Please restate each entry word for word and leave the pictures out.

[Natural language region descriptions]
■ ■ ■ ■ ■ ■ ■
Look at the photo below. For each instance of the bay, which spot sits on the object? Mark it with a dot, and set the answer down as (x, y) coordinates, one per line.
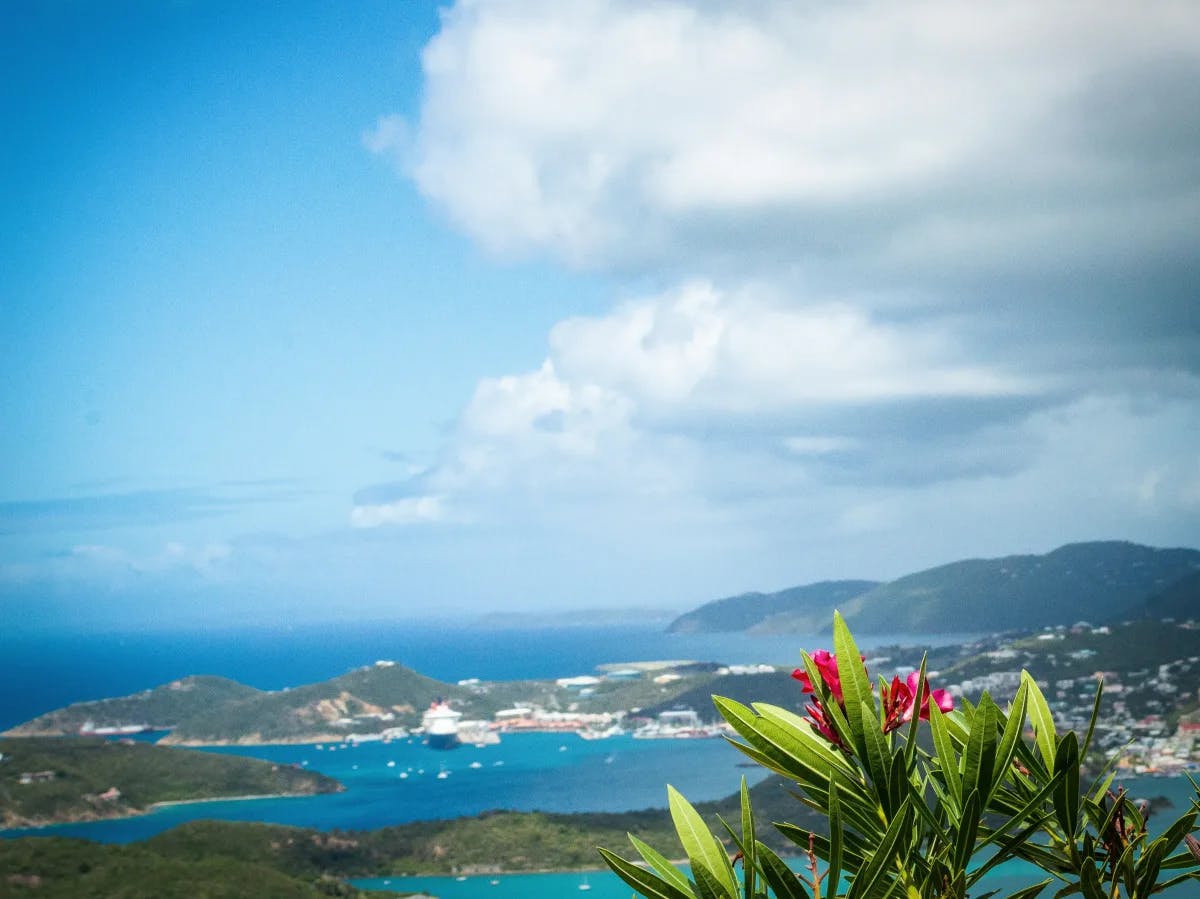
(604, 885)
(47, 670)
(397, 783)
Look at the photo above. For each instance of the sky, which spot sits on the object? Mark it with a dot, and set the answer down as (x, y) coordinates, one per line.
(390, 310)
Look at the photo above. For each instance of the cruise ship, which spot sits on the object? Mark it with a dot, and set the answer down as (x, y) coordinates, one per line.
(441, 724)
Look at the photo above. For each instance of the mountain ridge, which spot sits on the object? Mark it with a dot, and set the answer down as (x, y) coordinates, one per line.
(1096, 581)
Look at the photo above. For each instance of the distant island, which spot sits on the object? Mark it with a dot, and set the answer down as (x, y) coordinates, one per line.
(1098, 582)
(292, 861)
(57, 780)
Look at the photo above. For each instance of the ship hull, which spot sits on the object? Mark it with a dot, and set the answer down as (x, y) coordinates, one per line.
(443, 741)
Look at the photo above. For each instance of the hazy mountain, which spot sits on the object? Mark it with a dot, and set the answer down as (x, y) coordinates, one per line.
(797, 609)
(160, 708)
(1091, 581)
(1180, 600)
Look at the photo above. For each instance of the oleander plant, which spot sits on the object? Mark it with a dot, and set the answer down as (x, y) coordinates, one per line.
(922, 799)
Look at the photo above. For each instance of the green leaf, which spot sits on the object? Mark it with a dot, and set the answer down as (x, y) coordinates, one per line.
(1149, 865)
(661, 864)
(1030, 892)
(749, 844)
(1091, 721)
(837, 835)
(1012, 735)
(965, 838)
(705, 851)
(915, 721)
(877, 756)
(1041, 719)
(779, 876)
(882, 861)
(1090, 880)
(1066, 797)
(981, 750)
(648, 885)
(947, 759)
■ ■ ■ ■ ■ ■ ■
* **TASK SOLUTION**
Look at the photo below. For each instance of the bay, which spot sits on the object? Mark it with a dot, and set the answer down as (x, y) coordinates, one per line.
(604, 885)
(47, 670)
(397, 783)
Look at the photo above. For each instance of the sky, which spot sits on the object? Mark it with a dot, and set the answer down as (x, y) coordinates, one per line.
(390, 310)
Look at the photo above. For each instance of the cruise ship, which spot sits on the object? Mark it with a dot, and set the answer down as (x, y) coordinates, one per line.
(441, 724)
Look at the photo above. For each instance of the mountain ridge, which spot sits on the object? Mark it with a dot, and set the answer down as (x, y) coordinates, one per line.
(1096, 581)
Look at the photo above. For each instance of the distant island, which spot sits on the object? Mark it with a dot, and set the answer down as (x, y) coordinates, one per line.
(1098, 582)
(292, 861)
(57, 780)
Look at the photo above. For each instance of the ship hull, which spot sits on the object? Mark it with a dot, and set the answer down as (x, y) coordinates, one per line.
(443, 741)
Look at the photo above. For each instance of the hazy mountain, which spot sits on the object? Mark it with a dot, and set the answer down as (x, y) coordinates, one per line.
(797, 609)
(160, 708)
(1091, 581)
(1180, 600)
Look at the photo above. For each instance of the oleander plant, which spot sits on the object? Mark it with a dot, and set the answer down as (x, y) coordinates, one per line.
(922, 799)
Look at the photo above. For each instance of the green leaf, which spot sits on the object? Mark it with a dot, and set the answer down as (x, y) coordinates, one per line.
(1149, 865)
(661, 864)
(1030, 892)
(749, 844)
(1091, 721)
(837, 835)
(1012, 735)
(965, 838)
(705, 851)
(915, 721)
(877, 756)
(1041, 719)
(779, 876)
(882, 861)
(1090, 880)
(1066, 797)
(981, 750)
(648, 885)
(947, 759)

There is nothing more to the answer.